Written instruction ▸
Could you rewrite the lines starting at the line containing "orange robe has been captured?" and ending at the line containing "[97,24,563,523]", requests included, offsetting every box coordinate in the answers by adding 84 to it?

Information supplied ▸
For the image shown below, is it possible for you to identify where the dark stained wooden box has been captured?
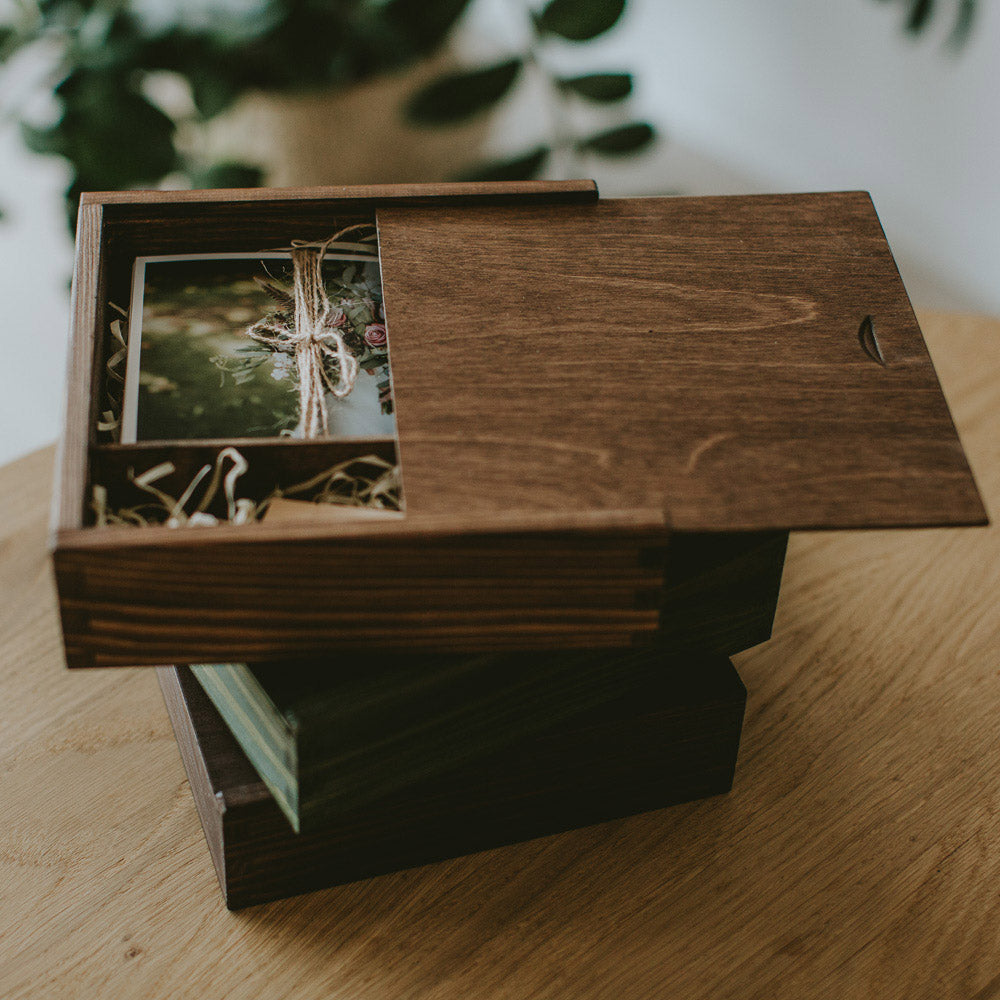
[53,182,985,666]
[157,656,746,910]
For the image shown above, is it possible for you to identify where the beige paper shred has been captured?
[91,447,402,528]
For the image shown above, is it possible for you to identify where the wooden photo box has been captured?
[53,182,985,666]
[157,654,746,909]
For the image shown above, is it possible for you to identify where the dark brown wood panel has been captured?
[378,192,985,531]
[157,657,746,909]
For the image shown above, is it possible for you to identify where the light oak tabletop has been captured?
[0,315,1000,1000]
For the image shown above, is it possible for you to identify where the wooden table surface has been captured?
[0,315,1000,1000]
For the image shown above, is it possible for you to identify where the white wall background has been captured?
[0,0,1000,463]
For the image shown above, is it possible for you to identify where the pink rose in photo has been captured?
[365,323,388,347]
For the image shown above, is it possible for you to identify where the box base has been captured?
[157,656,746,910]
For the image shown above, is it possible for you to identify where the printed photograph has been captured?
[121,245,395,442]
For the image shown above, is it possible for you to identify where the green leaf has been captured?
[50,70,177,190]
[191,160,264,188]
[535,0,625,42]
[21,122,66,156]
[188,67,243,118]
[576,122,656,156]
[906,0,934,34]
[558,73,632,103]
[455,146,549,181]
[948,0,977,49]
[405,59,522,125]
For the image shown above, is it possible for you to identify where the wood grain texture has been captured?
[157,656,746,909]
[54,512,786,667]
[0,308,1000,1000]
[377,192,984,531]
[52,198,104,530]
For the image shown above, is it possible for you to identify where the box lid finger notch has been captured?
[48,182,985,666]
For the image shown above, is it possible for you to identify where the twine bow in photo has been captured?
[246,230,377,438]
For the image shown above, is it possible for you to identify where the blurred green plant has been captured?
[879,0,979,48]
[0,0,478,223]
[0,0,977,226]
[405,0,656,180]
[0,0,652,225]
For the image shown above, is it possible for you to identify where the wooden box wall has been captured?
[157,656,746,910]
[54,182,984,666]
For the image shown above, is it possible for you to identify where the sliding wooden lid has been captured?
[377,192,985,531]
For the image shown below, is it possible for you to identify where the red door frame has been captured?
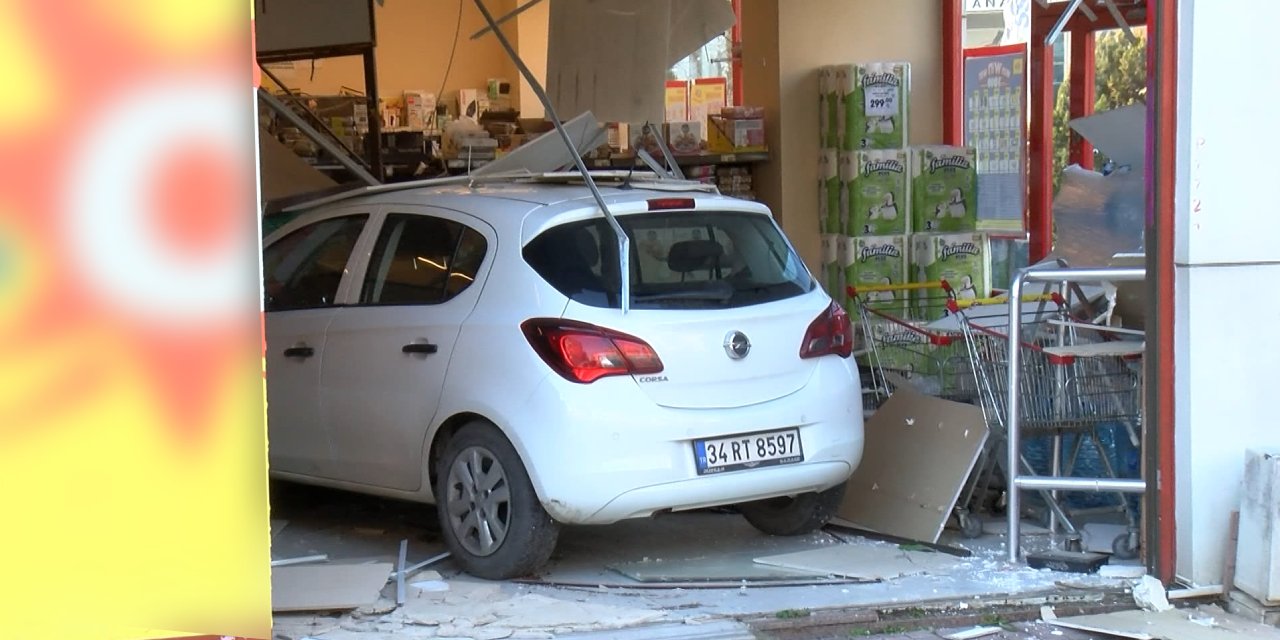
[940,0,1178,584]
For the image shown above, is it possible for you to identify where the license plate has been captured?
[694,429,804,476]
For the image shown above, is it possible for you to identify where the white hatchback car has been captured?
[264,178,863,579]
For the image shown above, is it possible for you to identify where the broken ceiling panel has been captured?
[547,0,733,122]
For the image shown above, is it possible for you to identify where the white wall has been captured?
[1174,0,1280,585]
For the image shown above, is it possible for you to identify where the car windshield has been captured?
[525,211,814,308]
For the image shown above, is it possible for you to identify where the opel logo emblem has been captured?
[724,332,751,360]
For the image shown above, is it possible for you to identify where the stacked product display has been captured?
[818,63,991,321]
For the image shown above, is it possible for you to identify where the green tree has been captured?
[1053,28,1147,192]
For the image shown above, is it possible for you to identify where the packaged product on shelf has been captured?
[626,122,662,157]
[836,63,911,151]
[844,236,909,317]
[818,67,840,148]
[911,233,991,320]
[667,120,707,155]
[818,148,845,233]
[845,148,911,236]
[818,233,845,305]
[911,146,978,232]
[836,151,856,236]
[869,319,937,374]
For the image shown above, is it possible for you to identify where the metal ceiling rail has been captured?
[257,87,381,186]
[475,0,631,314]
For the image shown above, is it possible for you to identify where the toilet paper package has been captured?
[842,236,909,317]
[911,233,991,320]
[845,148,911,236]
[836,63,911,151]
[818,233,845,305]
[818,148,845,233]
[836,151,858,236]
[911,146,978,233]
[818,67,841,148]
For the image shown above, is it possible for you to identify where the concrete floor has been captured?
[264,484,1146,640]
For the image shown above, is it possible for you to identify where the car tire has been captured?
[737,483,845,535]
[435,422,559,580]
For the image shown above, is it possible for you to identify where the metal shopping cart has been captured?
[847,280,977,406]
[951,294,1143,556]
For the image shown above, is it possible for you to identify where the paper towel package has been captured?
[911,233,991,320]
[844,236,909,317]
[911,146,978,233]
[845,148,911,236]
[818,148,845,233]
[836,63,911,151]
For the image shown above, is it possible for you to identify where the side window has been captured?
[360,214,488,305]
[262,215,369,311]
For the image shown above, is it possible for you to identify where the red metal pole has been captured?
[1144,0,1183,584]
[728,0,742,106]
[938,0,964,146]
[1068,31,1097,169]
[1027,12,1053,264]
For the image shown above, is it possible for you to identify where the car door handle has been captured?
[401,342,439,353]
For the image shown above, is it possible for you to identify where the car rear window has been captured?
[525,211,815,308]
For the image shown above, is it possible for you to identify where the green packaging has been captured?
[911,146,978,233]
[845,148,911,236]
[841,236,909,317]
[836,63,911,151]
[911,233,991,320]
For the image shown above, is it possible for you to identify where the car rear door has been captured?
[320,206,497,490]
[262,209,370,476]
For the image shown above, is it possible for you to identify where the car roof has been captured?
[279,172,768,242]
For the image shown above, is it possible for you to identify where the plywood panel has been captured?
[837,385,987,543]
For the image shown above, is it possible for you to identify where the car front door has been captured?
[320,207,495,490]
[262,212,369,476]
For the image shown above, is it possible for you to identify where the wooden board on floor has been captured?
[836,373,987,543]
[271,562,392,612]
[755,544,960,580]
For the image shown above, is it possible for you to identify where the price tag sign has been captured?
[863,84,897,118]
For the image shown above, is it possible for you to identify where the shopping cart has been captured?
[846,280,977,406]
[951,293,1143,547]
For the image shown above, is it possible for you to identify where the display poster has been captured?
[664,81,689,122]
[964,45,1028,232]
[689,78,728,123]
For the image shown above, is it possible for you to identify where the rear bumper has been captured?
[499,357,863,524]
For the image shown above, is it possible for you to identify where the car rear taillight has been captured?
[800,301,854,358]
[520,317,662,384]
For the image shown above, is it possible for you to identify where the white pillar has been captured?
[1174,0,1280,585]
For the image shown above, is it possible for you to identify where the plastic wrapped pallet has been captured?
[835,63,911,151]
[841,236,909,317]
[844,148,911,236]
[818,148,845,234]
[911,233,991,320]
[911,145,978,233]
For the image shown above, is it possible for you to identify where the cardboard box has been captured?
[911,233,991,320]
[911,146,978,233]
[626,122,662,156]
[845,148,911,236]
[667,120,707,155]
[707,115,768,154]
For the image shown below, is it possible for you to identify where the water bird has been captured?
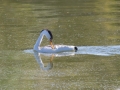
[33,29,78,53]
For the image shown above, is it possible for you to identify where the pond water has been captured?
[0,0,120,90]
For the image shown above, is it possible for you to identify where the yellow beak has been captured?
[50,41,54,49]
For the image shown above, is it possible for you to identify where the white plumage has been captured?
[34,30,77,53]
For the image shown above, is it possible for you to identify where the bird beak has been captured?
[50,41,54,49]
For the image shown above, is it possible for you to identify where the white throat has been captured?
[34,30,49,50]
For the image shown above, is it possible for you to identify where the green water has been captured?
[0,0,120,90]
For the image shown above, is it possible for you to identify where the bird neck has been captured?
[34,33,44,50]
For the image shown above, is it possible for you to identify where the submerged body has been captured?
[36,45,75,53]
[33,30,77,53]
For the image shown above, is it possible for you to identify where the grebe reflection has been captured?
[34,51,54,71]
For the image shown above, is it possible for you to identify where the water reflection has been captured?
[24,45,120,57]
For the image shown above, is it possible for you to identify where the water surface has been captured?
[0,0,120,90]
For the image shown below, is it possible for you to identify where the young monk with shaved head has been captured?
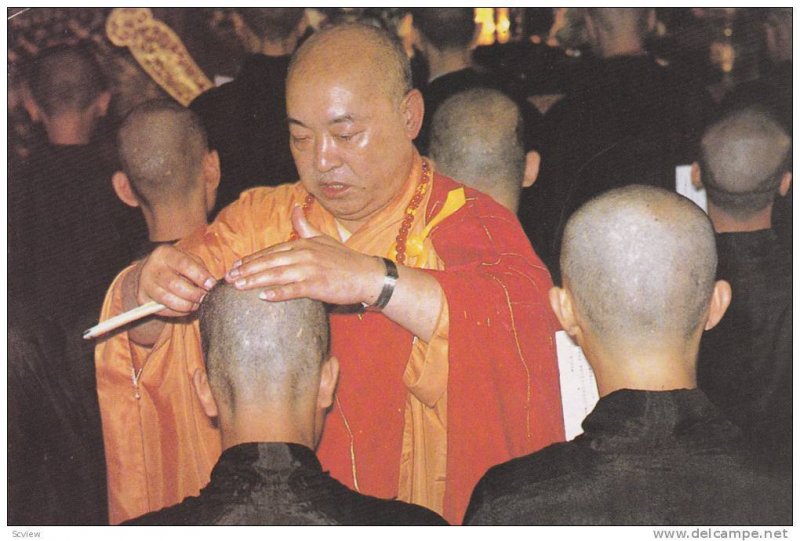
[430,88,541,213]
[97,24,563,522]
[692,109,793,471]
[112,100,220,242]
[129,284,444,525]
[466,185,792,525]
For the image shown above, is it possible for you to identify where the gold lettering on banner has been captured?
[106,8,214,106]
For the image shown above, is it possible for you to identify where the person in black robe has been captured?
[189,8,306,218]
[126,284,446,525]
[520,8,711,278]
[8,46,146,330]
[693,108,793,472]
[7,312,108,526]
[465,185,792,525]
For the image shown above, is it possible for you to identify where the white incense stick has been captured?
[83,301,166,340]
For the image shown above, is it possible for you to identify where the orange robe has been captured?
[96,152,563,523]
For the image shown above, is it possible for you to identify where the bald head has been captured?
[701,109,792,219]
[429,88,525,209]
[286,23,412,103]
[561,185,717,348]
[117,100,208,208]
[199,283,329,412]
[27,45,108,117]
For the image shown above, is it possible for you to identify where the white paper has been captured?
[556,331,599,441]
[675,165,708,213]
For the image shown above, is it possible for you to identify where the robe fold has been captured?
[96,152,564,523]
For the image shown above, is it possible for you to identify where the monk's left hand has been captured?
[225,206,386,304]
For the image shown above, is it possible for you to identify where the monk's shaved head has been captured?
[117,100,208,207]
[286,23,412,103]
[701,109,792,218]
[430,89,525,209]
[561,185,717,347]
[27,45,108,117]
[199,283,329,411]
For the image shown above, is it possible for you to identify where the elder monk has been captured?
[97,24,563,523]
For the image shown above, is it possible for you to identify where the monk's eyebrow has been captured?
[328,114,356,124]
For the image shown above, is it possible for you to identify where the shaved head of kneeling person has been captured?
[128,284,445,525]
[466,185,792,525]
[97,24,563,522]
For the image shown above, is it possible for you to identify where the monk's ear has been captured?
[549,286,580,338]
[94,90,111,117]
[192,368,219,419]
[400,88,425,141]
[317,357,339,410]
[522,150,542,188]
[22,92,42,124]
[111,171,139,207]
[778,171,792,197]
[704,280,731,330]
[691,162,703,190]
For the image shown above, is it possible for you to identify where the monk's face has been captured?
[286,51,416,230]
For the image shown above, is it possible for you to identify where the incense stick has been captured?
[83,301,166,340]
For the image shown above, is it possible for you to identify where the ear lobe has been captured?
[548,286,580,338]
[203,150,222,191]
[704,280,732,331]
[22,93,42,123]
[192,368,219,418]
[778,171,792,197]
[691,162,703,190]
[317,357,339,410]
[402,88,425,141]
[522,150,542,188]
[111,171,139,207]
[95,90,111,117]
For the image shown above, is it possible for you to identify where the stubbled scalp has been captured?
[199,283,329,409]
[561,185,717,345]
[701,108,792,218]
[286,23,412,103]
[117,100,208,207]
[430,89,525,204]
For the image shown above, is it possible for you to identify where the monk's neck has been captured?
[583,335,699,397]
[708,201,772,233]
[220,402,315,451]
[142,207,208,242]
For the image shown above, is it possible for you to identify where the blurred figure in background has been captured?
[189,8,307,214]
[465,186,792,525]
[520,8,710,275]
[692,109,792,471]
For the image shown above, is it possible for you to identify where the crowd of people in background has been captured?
[7,8,793,525]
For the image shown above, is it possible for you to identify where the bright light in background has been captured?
[496,8,511,43]
[475,8,495,45]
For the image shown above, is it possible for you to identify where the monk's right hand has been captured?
[136,246,217,317]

Reply ▸
For the image shown above, is it possible for you to identify where the orange robe has been captured?
[180,236,647,607]
For the image shown above, is it possible for you to identify where the bald head has been captured?
[785,193,876,303]
[513,172,609,293]
[370,107,496,187]
[645,269,801,432]
[201,184,292,292]
[283,367,413,496]
[111,129,192,201]
For the image shown above, is it possible for you to identify where the white paper has been captured?
[640,415,683,525]
[759,249,792,297]
For the image shown above, is it possible for you to identify where the robe fold has been captured?
[180,236,648,607]
For the image shown above, is it possible for you to identify where the monk's left hand has been captured?
[309,290,470,388]
For the image shown above, is it possible for you to identify where the monk's shaved head has been captured?
[201,184,292,291]
[370,107,496,187]
[785,193,876,302]
[514,173,609,293]
[645,269,801,431]
[111,129,192,201]
[283,367,413,495]
For the image shown above, is it possible for you to identify where the elder monk has been captured?
[181,108,647,607]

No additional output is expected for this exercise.